TASK STATEMENT
Copy every line below where the string "using" is found.

Stored items:
====

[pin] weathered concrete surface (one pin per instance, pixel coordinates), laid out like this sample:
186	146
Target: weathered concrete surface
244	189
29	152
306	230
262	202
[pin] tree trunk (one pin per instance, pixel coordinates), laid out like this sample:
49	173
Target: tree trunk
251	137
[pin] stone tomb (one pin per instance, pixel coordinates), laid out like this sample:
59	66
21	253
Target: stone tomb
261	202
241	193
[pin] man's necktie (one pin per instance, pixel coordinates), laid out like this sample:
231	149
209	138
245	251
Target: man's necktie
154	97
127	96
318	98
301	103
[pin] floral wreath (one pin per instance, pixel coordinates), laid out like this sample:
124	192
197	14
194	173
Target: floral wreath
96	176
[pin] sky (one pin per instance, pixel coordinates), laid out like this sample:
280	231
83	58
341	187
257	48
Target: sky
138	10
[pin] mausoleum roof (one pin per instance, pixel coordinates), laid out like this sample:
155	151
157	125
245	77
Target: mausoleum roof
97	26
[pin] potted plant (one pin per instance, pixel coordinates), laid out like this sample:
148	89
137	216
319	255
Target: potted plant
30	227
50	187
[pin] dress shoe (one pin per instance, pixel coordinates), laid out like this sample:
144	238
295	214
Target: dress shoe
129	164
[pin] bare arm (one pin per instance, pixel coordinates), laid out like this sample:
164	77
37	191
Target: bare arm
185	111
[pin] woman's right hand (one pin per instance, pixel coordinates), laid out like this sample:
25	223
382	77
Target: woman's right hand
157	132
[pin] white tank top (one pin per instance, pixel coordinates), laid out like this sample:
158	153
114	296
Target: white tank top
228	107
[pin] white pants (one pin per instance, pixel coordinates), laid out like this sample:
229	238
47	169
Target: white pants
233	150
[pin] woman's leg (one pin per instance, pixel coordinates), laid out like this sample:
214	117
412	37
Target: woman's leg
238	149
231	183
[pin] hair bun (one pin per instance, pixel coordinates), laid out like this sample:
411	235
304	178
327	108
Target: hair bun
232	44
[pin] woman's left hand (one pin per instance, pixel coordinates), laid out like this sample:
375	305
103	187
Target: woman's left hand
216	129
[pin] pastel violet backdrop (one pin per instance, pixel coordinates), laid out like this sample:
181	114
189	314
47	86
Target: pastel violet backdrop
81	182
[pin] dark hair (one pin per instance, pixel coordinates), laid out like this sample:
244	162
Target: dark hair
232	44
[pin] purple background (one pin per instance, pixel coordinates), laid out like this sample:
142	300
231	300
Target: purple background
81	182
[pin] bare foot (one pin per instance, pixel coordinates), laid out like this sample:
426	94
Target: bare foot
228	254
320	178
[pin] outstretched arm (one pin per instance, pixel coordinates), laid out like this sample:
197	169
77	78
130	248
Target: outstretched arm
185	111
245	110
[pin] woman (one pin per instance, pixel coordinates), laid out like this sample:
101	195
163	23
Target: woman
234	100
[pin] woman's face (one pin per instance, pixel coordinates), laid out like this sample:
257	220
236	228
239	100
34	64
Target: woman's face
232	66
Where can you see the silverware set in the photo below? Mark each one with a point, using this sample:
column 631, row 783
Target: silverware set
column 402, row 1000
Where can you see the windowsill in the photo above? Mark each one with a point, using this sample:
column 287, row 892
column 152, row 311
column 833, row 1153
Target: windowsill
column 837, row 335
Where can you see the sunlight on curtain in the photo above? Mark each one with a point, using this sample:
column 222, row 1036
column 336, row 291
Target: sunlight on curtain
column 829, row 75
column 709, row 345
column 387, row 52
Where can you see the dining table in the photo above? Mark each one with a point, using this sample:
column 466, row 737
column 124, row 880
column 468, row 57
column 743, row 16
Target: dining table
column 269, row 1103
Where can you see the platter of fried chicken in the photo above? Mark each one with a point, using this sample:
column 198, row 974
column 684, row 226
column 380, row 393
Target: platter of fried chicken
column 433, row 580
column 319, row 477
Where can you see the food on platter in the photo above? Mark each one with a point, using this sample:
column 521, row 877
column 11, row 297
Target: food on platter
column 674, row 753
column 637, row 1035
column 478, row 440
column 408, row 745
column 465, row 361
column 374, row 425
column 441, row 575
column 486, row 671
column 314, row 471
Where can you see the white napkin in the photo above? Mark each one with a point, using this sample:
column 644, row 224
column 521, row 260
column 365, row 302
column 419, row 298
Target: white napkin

====

FINISHED TASK
Where can you see the silverware set in the photo below? Mark each one with a point, using this sample:
Where can you see the windowsill in the photo above? Mark each one with a point, using this sample:
Where can you see the sunlight on curtain in the photo above? Mark each one with a point, using this sample:
Where can you see the dining table in the photo above? Mark each one with a point, using this sample:
Where can you see the platter of fried chicken in the photo above? Mark each one with a point, using this sample:
Where can you see the food on platter in the photo above? Mark each one with a point, using this sample:
Where can you see the white napkin in the photo above? Mark each one with a point, using this sample:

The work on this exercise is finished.